*** RECORDS SUPPLIED ***

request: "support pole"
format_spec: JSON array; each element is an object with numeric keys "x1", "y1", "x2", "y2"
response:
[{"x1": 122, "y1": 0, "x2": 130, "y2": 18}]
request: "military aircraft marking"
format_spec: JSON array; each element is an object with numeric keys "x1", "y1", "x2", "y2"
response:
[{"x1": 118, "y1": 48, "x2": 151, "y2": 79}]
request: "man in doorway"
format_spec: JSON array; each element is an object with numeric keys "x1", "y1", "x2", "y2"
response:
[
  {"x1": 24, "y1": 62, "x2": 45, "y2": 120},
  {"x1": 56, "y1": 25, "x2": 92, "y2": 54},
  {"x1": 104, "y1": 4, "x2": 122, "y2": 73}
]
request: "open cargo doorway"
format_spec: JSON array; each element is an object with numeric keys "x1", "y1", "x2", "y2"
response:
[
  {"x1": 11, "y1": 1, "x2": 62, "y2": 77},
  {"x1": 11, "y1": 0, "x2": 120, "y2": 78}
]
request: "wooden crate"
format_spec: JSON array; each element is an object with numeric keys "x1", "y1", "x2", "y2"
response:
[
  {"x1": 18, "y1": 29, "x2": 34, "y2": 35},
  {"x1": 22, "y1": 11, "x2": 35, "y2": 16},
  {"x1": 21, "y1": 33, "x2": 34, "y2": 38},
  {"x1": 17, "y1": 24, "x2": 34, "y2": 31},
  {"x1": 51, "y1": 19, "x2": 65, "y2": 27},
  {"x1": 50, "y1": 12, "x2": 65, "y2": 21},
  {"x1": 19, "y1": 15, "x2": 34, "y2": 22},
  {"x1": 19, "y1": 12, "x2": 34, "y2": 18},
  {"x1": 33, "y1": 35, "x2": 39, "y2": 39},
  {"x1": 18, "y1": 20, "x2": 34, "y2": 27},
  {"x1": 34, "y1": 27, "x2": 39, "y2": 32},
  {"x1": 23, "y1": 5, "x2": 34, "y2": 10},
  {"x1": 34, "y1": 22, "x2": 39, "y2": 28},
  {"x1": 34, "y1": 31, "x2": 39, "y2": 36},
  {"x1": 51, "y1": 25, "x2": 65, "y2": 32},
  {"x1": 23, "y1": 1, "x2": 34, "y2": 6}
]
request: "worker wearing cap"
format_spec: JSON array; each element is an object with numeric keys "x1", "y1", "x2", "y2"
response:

*** End of RECORDS SUPPLIED ***

__WHAT YOU ARE ASKED TO DO__:
All entries should be given again precisely as they appear above.

__SOLUTION__:
request: "support pole"
format_spec: JSON array; each element is an object with numeric keys "x1", "y1", "x2", "y2"
response:
[{"x1": 122, "y1": 0, "x2": 130, "y2": 18}]
request: "military aircraft marking"
format_spec: JSON array; each element is an object with numeric keys "x1", "y1", "x2", "y2"
response:
[{"x1": 118, "y1": 48, "x2": 151, "y2": 79}]
request: "man in doorway"
format_spec: JSON array; each element is an object with numeric keys "x1", "y1", "x2", "y2"
response:
[
  {"x1": 24, "y1": 62, "x2": 45, "y2": 120},
  {"x1": 56, "y1": 25, "x2": 92, "y2": 54},
  {"x1": 104, "y1": 4, "x2": 122, "y2": 73}
]
request: "open cargo doorway"
format_spec: JSON array; each element is an object with numeric keys "x1", "y1", "x2", "y2"
response:
[
  {"x1": 11, "y1": 1, "x2": 62, "y2": 77},
  {"x1": 11, "y1": 0, "x2": 120, "y2": 78}
]
request: "wooden crate"
format_spec: JSON array; each element is an object with numeric keys "x1", "y1", "x2", "y2"
response:
[
  {"x1": 18, "y1": 29, "x2": 34, "y2": 35},
  {"x1": 22, "y1": 11, "x2": 35, "y2": 16},
  {"x1": 21, "y1": 33, "x2": 34, "y2": 38},
  {"x1": 17, "y1": 24, "x2": 34, "y2": 31},
  {"x1": 51, "y1": 19, "x2": 65, "y2": 27},
  {"x1": 50, "y1": 12, "x2": 65, "y2": 21},
  {"x1": 19, "y1": 15, "x2": 34, "y2": 22},
  {"x1": 19, "y1": 12, "x2": 34, "y2": 18},
  {"x1": 33, "y1": 35, "x2": 39, "y2": 39},
  {"x1": 18, "y1": 20, "x2": 34, "y2": 27},
  {"x1": 34, "y1": 27, "x2": 39, "y2": 32},
  {"x1": 23, "y1": 5, "x2": 34, "y2": 10},
  {"x1": 34, "y1": 22, "x2": 39, "y2": 28},
  {"x1": 34, "y1": 31, "x2": 39, "y2": 36},
  {"x1": 51, "y1": 25, "x2": 65, "y2": 32},
  {"x1": 23, "y1": 1, "x2": 34, "y2": 6}
]
request: "worker wearing cap"
format_spec: JSON array; each element is an object with numeric keys "x1", "y1", "x2", "y2"
response:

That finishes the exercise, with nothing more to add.